## [DIRECTIONS FOR THIS TASK]
Write out each of the lines below as one string in a JSON list, leaving out any blank lines.

## [SUPPLIED MATERIAL]
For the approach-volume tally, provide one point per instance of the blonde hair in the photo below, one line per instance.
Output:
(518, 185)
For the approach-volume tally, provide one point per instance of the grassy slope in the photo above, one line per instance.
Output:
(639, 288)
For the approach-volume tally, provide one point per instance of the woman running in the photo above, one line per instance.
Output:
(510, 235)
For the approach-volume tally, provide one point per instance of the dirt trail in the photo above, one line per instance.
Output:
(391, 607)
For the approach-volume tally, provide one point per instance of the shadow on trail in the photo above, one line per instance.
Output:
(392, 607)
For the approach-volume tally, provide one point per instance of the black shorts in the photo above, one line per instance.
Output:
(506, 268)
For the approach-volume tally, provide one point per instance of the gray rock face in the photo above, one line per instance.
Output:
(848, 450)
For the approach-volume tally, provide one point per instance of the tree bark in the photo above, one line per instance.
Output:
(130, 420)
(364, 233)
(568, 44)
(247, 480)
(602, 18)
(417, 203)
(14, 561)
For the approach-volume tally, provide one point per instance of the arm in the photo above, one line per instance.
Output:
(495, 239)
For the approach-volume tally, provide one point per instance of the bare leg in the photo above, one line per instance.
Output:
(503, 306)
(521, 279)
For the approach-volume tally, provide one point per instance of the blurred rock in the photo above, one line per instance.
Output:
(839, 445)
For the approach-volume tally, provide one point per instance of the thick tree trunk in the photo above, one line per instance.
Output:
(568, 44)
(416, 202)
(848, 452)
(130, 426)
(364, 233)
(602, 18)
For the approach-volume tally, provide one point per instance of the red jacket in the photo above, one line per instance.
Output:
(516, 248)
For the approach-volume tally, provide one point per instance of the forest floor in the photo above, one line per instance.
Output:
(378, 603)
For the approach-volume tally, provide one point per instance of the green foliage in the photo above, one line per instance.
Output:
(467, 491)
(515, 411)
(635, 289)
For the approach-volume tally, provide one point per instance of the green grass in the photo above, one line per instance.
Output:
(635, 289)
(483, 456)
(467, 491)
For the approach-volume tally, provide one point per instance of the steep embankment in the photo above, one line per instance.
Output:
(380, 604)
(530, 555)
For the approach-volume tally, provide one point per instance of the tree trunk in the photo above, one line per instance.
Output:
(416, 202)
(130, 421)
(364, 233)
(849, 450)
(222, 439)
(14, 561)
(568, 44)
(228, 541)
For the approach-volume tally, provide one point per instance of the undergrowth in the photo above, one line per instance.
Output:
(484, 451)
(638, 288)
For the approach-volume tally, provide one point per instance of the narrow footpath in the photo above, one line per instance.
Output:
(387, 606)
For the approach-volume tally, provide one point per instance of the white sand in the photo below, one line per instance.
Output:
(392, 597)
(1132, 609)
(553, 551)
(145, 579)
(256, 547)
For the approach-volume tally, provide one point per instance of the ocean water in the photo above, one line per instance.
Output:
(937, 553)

## [COMPLETE ANSWER]
[
  "For the approach-volume tally, provide one point per instance of the blonde hair in the photo below, one line per instance.",
  "Output:",
  "(518, 185)",
  "For the approach-volume tally, provide one point per instance of the grassy slope in the photo above, one line per instance.",
  "Output:",
  "(639, 288)",
  "For the approach-volume tally, provide one point per instance of the woman running in the photo above, one line per instance.",
  "Output:",
  "(510, 235)",
  "For the approach-volume tally, provide one point per instance of the dirt trail in the photo above, one line per instance.",
  "Output:",
  "(391, 607)",
  "For the approach-volume tally, provide one point per instance of the shadow on trail in the photo above, one line per instance.",
  "Output:",
  "(392, 607)",
  "For the approach-volume tally, provide one point per instance of the black shorts in the photo above, one line per instance.",
  "Output:",
  "(506, 268)",
  "For the approach-volume tally, provide one point per instance of the gray rock face in the photo above, one line per instance.",
  "Output:",
  "(848, 450)",
  "For the approach-volume tally, provide one point per instance of the tree bark in the photo above, one line per instance.",
  "Output:",
  "(130, 420)",
  "(364, 233)",
  "(568, 44)",
  "(247, 480)",
  "(602, 18)",
  "(417, 203)",
  "(14, 561)",
  "For the approach-volume tally, provide one point per instance of the arm in the photo above, one line per instance.",
  "Output:",
  "(495, 239)",
  "For the approach-volume tally, provide one point per instance of the bare leg in the photo above, one line per instance.",
  "Output:",
  "(503, 306)",
  "(521, 279)",
  "For the approach-volume tally, provide one point per instance of the blurred rock in the photo above, one line per instance.",
  "Output:",
  "(839, 445)",
  "For the approach-volume tally, provide one point per instance of the thick tree trunk in the photo above, one line per instance.",
  "Output:",
  "(568, 44)",
  "(416, 202)",
  "(848, 452)",
  "(130, 426)",
  "(364, 233)",
  "(602, 18)",
  "For the approach-volume tally, provide one point per instance of the red jacket in the photo above, one line per instance.",
  "Output:",
  "(516, 248)",
  "For the approach-volume tally, provide one point per instance of the forest floor in the photo above, one line per instance.",
  "Output:",
  "(378, 603)",
  "For the approach-volume tally, provide one point per instance of the green foliage in the photo above, one line per instance.",
  "Output:",
  "(467, 491)",
  "(515, 411)",
  "(635, 289)",
  "For the approach-volume tally, provide one point per instance of the green grass in the photo above, one line per instance.",
  "Output:",
  "(635, 289)",
  "(483, 456)",
  "(467, 491)",
  "For the approach-volume tally, provide one point per instance of the steep embankment in the photo above, one line per instance.",
  "Output:",
  "(380, 604)",
  "(530, 555)",
  "For the approach-volume tally, provide one point per instance of the tree trunk in the photo above, one line per instance.",
  "Output:",
  "(416, 202)",
  "(130, 421)",
  "(364, 233)",
  "(849, 450)",
  "(222, 439)",
  "(14, 561)",
  "(568, 44)",
  "(228, 541)",
  "For the approach-volume tally, provide one point per instance of the undergrowth in the photo above, one line per instance.",
  "Output:",
  "(484, 451)",
  "(638, 288)",
  "For the approach-volume tally, provide one point per instance of the narrow footpath in the photo above, one line per instance.",
  "Output:",
  "(387, 606)",
  "For the approach-volume tally, provide one point per instance of the white sand in the photo below, one line per instance.",
  "Output:",
  "(392, 597)",
  "(1132, 609)",
  "(553, 551)",
  "(145, 579)",
  "(256, 547)",
  "For the approach-volume tally, provide one point per instance of the ocean water in the photo above, one line per instance.",
  "Output:",
  "(937, 553)"
]